- Problems -
a. The metrics dictionary guide says a change to a metric's YAML file appears in the dictionary within 24 hours. In one to three sentences, explain why a change can take that long to show up.
b. Rewrite the paragraph of the metrics dictionary guide that begins "Service Ping metrics are defined" as a short bulleted list that keeps its main facts.

- Text -
○ ○ ○ ○ ○
322 lines
18 KiB
Markdown
322 lines
18 KiB
Markdown
---
|
||
stage: Analytics
|
||
group: Analytics Instrumentation
|
||
info: To determine the technical writer assigned to the Stage/Group associated with this page, see https://about.gitlab.com/handbook/product/ux/technical-writing/#assignments
|
||
---
|
||
|
||
# Metrics Dictionary Guide
|
||
|
||
[Service Ping](index.md) metrics are defined in individual YAML files definitions from which the
|
||
[Metrics Dictionary](https://metrics.gitlab.com/) is built. Currently, the metrics dictionary is built automatically once a day. When a change to a metric is made in a YAML file, you can see the change in the dictionary within 24 hours.
|
||
This guide describes the dictionary and how it's implemented.
|
||
|
||
## Metrics Definition and validation
|
||
|
||
We are using [JSON Schema](https://gitlab.com/gitlab-org/gitlab/-/blob/master/config/metrics/schema.json) to validate the metrics definition.
|
||
|
||
This process is meant to ensure consistent and valid metrics defined for Service Ping. All metrics *must*:
|
||
|
||
- Comply with the defined [JSON schema](https://gitlab.com/gitlab-org/gitlab/-/blob/master/config/metrics/schema.json).
○ ○ ○ ○ ○
- Records supplied -

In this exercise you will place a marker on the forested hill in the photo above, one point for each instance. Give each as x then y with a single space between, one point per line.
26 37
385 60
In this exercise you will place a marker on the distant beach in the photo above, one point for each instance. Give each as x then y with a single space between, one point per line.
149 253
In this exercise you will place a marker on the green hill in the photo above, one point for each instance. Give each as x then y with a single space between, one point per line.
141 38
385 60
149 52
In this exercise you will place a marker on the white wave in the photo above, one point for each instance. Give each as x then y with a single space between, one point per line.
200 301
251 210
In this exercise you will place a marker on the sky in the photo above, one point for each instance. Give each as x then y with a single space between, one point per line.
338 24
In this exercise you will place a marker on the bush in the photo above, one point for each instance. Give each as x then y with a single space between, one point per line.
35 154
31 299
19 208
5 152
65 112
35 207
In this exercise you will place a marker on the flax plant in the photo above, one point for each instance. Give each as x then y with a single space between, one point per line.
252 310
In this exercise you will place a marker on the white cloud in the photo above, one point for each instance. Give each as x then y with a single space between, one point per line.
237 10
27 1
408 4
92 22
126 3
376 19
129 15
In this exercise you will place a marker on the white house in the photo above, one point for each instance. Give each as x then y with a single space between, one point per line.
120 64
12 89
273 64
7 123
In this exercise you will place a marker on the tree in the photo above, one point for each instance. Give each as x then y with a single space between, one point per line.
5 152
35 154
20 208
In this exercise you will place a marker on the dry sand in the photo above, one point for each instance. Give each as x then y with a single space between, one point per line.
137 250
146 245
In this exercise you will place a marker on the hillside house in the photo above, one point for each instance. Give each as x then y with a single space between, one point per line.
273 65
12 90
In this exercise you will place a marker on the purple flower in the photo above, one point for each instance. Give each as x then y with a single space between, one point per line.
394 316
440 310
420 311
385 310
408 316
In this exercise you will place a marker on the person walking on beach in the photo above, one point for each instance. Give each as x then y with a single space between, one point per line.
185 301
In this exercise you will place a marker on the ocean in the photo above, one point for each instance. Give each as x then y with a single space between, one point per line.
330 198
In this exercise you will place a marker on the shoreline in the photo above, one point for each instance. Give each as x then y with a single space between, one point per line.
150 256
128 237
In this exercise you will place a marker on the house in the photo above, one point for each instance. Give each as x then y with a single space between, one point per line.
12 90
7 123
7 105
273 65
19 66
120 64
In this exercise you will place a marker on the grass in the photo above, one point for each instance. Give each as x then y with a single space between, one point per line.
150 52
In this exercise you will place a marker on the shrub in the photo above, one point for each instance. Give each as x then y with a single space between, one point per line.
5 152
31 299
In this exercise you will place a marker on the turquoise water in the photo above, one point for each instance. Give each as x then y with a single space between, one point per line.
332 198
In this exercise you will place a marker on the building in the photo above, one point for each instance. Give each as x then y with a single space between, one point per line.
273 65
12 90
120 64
○ ○ ○ ○ ○
- Responses to the exercise -
a. The Metrics Dictionary is built from the individual YAML definition files, and it is currently built automatically only once a day. A change made in a YAML file therefore appears only after the next daily build, which happens within 24 hours.

b.
- Service Ping metrics are defined in individual YAML files.
- The Metrics Dictionary is built from those definitions.
- The dictionary is currently built automatically once a day.
- A change made to a metric in a YAML file shows up in the dictionary within 24 hours.